**Document text:**
--- begin ---
In general, when the behavior that the sensors presented using the chromatic technique for separating the PD sources and electrical noise was analyzed, it was clear that there was an adequate characterization of the two source types. For the case of corona PD and electrical noise, the HFCT sensor obtained the lowest separation of the three sensors. When the case of internal PD and noise was evaluated, the separation was similar for the three sensors but was slightly greater for the RC sensor. Finally, for the case of surface PD and electrical noise, it can be considered that the separation was notorious for all sensors since there were few diffuse discharges (signals that can contain spectral components of noise and PD), and the two clusters were more clearly separated from each other. On the other hand, when the position of the clusters of PD in Figure 7 was compared with the position of the clusters that were obtained individually in Section 5.2 (see Figure 3), it can be inferred that the PD sources take similar positions in the separation map, which is expected assuming that there were no significant changes in the test objects and the measurement circuit did not suffer any significant variation in the equivalent capacitance.
In Figure 9, the separation maps can be observed, but in this case the parameter associated with the energy of the signals (Eb) is not considered. As in the previous section, using the two parameters ωc and B, it was possible to identify the two sources associated with PD and electrical noise in a suitable way for each sensor.
--- end ---
**Data excerpts:**
--- begin ---
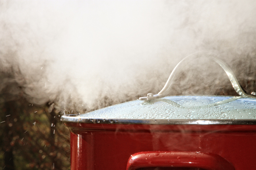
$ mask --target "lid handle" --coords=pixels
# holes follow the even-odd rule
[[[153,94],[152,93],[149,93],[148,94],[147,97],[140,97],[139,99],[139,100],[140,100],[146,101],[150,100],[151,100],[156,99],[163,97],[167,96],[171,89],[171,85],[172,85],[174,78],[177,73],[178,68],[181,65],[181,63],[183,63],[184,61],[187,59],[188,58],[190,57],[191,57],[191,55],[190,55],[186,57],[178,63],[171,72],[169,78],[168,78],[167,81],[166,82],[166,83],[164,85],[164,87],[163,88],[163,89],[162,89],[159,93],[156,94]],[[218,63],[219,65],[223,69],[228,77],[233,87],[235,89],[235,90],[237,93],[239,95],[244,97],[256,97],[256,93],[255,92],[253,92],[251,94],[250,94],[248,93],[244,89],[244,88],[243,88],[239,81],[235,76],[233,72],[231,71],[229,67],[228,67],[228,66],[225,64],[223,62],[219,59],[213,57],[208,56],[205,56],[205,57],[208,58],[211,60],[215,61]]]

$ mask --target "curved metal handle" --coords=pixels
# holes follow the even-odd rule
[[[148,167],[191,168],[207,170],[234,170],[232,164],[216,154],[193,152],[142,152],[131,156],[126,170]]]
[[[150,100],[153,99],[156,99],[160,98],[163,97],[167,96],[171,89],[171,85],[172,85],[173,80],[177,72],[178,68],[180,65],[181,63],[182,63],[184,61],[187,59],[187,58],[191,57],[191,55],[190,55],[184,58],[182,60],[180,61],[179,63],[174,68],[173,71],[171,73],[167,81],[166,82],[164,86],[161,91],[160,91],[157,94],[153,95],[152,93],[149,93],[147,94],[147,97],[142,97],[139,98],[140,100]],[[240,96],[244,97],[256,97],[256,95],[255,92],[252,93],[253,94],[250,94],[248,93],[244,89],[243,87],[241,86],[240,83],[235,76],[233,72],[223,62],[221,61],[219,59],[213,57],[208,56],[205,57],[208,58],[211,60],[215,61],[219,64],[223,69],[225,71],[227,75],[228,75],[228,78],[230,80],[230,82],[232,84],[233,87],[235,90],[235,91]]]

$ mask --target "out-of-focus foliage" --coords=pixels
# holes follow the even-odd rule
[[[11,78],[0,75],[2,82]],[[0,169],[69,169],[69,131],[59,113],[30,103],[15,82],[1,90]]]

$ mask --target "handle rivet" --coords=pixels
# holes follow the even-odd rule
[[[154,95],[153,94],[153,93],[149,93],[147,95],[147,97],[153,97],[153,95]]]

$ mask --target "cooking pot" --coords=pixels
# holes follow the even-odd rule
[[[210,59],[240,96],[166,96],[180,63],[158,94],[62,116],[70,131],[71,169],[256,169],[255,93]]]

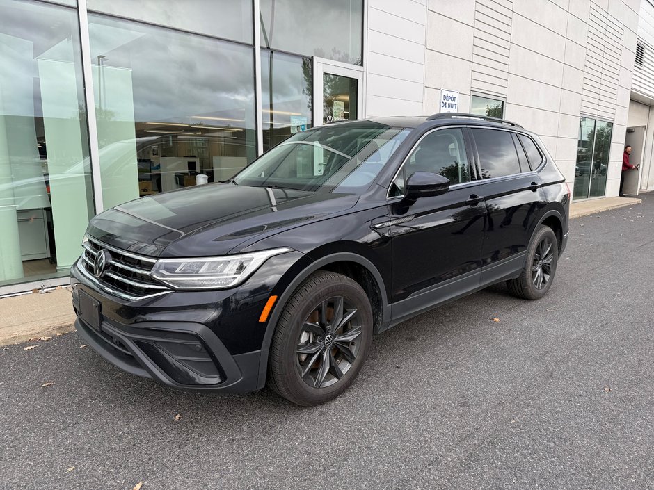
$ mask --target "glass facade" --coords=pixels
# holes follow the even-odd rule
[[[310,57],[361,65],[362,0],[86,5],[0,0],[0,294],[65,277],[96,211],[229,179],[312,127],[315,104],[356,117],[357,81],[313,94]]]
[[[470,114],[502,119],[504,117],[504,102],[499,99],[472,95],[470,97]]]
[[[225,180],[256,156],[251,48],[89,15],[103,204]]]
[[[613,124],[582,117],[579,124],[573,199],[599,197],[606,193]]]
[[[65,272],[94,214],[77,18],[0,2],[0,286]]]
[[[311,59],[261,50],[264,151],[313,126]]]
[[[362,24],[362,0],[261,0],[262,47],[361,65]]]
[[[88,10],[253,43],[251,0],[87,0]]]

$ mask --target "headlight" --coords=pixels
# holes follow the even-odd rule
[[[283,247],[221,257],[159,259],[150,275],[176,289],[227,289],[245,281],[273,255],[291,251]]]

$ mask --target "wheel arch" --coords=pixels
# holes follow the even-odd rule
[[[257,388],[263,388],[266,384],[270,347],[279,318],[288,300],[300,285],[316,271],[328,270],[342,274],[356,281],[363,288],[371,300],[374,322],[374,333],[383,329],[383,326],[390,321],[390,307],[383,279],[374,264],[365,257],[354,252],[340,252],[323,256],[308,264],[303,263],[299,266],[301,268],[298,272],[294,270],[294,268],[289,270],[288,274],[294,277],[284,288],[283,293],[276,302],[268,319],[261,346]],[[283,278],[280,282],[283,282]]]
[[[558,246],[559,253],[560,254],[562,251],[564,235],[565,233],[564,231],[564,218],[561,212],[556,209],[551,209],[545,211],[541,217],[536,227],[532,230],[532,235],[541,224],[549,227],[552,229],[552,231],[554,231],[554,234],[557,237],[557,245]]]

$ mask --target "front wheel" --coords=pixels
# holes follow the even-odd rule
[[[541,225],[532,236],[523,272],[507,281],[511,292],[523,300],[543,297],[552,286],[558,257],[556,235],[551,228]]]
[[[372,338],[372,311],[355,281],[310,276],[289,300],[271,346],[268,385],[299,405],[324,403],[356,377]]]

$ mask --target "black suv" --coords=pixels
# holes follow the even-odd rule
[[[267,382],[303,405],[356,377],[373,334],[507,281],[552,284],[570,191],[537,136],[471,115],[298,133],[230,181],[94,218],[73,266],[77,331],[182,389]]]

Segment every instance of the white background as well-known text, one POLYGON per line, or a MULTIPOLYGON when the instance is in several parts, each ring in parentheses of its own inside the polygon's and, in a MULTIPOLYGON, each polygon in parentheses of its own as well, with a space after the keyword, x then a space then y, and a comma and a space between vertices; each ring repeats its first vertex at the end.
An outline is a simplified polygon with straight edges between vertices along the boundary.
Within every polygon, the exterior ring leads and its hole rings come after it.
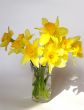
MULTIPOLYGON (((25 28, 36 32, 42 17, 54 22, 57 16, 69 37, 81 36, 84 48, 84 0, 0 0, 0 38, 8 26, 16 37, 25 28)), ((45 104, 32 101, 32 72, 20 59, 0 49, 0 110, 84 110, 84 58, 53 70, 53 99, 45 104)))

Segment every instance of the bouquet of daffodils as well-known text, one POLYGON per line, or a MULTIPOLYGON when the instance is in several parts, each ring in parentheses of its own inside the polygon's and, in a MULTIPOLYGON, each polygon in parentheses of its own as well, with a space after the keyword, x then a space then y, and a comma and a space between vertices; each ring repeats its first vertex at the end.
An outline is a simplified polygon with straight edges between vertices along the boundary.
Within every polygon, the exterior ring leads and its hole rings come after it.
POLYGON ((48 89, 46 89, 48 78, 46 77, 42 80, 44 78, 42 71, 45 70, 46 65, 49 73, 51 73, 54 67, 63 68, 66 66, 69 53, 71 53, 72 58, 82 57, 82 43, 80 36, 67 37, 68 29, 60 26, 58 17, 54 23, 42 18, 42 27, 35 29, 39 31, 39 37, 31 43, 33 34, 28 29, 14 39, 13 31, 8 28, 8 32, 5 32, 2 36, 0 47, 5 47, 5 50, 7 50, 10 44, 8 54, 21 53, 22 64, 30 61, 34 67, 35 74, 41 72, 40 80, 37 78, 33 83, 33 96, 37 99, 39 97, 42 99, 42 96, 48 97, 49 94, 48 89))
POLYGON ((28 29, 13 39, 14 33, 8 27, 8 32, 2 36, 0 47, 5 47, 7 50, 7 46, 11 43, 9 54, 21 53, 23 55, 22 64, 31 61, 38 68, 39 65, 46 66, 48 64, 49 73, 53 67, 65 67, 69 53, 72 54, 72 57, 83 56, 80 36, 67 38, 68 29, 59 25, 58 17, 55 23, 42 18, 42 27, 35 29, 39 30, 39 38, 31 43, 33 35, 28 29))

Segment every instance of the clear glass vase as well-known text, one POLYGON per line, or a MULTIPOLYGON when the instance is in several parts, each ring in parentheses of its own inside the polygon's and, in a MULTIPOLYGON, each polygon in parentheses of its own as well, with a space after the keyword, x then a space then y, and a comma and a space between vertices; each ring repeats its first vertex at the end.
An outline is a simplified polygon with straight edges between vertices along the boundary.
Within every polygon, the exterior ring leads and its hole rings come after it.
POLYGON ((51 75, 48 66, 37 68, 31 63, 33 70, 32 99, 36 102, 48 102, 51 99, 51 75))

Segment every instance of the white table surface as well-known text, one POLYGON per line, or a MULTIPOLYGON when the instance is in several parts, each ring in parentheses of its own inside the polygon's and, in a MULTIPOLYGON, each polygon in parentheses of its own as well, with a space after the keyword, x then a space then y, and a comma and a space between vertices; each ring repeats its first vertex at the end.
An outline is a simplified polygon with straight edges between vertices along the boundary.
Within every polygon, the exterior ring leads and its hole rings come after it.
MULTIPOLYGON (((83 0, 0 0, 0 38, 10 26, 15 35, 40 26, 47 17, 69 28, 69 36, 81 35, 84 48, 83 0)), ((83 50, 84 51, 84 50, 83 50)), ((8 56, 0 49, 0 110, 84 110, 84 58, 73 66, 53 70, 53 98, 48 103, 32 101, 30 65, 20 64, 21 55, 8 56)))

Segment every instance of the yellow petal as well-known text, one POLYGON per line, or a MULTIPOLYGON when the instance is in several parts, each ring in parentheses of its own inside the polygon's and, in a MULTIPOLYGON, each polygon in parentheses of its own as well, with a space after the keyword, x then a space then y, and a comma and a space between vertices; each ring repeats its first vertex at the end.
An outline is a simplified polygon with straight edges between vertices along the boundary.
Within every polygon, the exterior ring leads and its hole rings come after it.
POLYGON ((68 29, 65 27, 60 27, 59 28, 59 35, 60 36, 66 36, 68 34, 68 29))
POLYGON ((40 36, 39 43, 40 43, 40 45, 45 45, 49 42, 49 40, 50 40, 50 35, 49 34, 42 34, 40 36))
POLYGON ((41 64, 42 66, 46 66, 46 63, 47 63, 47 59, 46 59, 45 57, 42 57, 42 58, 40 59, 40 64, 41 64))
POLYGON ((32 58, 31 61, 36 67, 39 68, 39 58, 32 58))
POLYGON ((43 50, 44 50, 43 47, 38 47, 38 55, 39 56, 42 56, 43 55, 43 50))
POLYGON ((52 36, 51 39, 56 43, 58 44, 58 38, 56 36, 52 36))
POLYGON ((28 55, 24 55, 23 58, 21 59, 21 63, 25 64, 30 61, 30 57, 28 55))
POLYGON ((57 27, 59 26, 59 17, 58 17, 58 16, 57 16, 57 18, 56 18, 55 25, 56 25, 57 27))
--- end ---
--- begin ---
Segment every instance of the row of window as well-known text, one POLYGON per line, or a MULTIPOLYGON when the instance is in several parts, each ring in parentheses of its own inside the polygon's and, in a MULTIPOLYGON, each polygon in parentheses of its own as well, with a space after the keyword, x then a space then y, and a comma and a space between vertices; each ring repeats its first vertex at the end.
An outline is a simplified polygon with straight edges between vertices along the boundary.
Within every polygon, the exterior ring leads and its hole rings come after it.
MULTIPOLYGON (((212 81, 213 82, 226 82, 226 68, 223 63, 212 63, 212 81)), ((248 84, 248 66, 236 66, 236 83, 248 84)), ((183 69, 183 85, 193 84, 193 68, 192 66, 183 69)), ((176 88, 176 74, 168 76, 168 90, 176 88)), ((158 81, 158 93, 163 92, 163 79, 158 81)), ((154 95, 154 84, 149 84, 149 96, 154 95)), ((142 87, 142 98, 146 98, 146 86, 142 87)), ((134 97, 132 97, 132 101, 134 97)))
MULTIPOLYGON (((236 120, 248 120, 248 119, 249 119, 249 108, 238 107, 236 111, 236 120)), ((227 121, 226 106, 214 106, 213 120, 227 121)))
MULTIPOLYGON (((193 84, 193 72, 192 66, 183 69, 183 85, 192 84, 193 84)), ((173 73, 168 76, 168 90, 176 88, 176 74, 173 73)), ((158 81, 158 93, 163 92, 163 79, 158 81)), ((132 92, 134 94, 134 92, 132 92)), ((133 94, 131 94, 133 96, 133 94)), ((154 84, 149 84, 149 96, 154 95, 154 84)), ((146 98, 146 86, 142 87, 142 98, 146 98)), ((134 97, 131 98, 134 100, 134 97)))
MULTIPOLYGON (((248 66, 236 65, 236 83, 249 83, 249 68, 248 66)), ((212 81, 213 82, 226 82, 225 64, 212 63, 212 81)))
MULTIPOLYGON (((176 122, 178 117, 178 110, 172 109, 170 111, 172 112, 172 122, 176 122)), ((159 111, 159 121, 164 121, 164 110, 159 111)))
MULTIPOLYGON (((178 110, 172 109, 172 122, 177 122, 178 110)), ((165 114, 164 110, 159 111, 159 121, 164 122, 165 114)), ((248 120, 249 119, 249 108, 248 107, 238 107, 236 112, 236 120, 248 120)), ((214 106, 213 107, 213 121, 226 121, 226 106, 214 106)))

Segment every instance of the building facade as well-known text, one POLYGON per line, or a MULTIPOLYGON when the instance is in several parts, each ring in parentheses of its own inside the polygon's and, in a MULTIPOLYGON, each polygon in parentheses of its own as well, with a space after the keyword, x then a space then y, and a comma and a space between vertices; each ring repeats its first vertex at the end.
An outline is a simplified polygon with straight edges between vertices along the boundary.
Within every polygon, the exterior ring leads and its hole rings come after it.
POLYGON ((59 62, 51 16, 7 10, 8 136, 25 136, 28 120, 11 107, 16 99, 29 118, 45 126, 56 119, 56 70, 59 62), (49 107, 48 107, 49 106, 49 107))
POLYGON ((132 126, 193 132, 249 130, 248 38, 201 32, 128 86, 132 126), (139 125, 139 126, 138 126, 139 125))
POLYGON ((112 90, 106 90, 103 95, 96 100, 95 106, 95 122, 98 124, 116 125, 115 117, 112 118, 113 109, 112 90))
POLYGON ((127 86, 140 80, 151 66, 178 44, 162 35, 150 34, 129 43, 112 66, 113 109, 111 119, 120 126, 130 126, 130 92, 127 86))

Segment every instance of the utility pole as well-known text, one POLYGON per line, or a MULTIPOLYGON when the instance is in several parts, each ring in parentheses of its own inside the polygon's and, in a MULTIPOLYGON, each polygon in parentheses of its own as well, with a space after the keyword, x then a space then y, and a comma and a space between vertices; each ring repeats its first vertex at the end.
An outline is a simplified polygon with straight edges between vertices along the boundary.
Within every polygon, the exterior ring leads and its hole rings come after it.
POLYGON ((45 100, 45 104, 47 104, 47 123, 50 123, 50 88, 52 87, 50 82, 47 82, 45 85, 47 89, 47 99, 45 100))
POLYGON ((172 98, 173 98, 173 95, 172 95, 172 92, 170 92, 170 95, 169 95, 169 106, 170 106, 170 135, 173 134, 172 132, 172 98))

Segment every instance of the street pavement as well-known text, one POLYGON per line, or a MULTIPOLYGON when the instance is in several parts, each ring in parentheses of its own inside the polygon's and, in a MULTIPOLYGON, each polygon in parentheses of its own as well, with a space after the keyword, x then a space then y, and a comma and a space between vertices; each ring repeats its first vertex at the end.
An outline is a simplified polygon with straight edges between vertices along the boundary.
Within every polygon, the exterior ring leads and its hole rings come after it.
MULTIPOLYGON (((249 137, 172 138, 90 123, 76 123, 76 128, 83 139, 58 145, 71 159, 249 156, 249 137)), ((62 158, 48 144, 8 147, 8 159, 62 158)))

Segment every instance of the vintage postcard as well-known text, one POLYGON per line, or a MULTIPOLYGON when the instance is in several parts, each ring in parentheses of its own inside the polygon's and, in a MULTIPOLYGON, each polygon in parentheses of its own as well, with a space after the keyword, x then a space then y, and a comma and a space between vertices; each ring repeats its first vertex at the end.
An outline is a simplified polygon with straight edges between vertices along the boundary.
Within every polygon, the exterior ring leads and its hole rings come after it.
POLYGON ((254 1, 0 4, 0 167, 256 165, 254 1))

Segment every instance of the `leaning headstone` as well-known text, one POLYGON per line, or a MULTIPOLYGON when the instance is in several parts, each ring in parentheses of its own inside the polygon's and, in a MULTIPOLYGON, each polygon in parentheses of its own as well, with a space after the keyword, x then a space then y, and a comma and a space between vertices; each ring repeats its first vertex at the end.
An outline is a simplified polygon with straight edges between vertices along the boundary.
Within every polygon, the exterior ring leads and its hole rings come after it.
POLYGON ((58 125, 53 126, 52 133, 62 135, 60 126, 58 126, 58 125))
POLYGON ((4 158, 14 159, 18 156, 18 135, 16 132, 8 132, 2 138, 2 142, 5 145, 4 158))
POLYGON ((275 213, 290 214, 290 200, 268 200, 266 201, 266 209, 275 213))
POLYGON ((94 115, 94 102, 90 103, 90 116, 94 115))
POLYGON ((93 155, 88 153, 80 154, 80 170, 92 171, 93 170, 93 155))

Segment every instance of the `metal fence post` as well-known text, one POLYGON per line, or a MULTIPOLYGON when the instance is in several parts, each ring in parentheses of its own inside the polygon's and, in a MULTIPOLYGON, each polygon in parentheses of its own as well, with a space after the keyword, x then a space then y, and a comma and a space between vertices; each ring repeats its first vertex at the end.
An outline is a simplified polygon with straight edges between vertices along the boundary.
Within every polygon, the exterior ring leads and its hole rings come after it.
--- end ---
**Given instruction 1:** Condense the paragraph of the partial discharge passage beginning "In general, when the behavior" into a bulleted list that retains its main facts.
**Given instruction 2:** Reproduce, word for word, the portion of the partial discharge passage from "In Figure 9, the" to "for each sensor.".
The listing is not needed for this work.

**Correct response 1:**
- Using the chromatic technique, the sensors adequately characterized both PD sources and electrical noise.
- Corona PD and electrical noise: the HFCT sensor achieved the lowest separation of the three sensors.
- Internal PD and noise: separation was similar for all three sensors, though slightly greater for the RC sensor.
- Surface PD and electrical noise: separation was notable for every sensor, since there were few diffuse discharges and the two clusters were more clearly apart.
- The PD cluster positions in Figure 7 resemble those obtained individually in Section 5.2 (Figure 3). This is expected if the test objects did not change significantly and the measurement circuit's equivalent capacitance did not vary significantly.

**Correct response 2:**
In Figure 9, the separation maps can be observed, but in this case the parameter associated with the energy of the signals (Eb) is not considered. As in the previous section, using the two parameters ωc and B, it was possible to identify the two sources associated with PD and electrical noise in a suitable way for each sensor.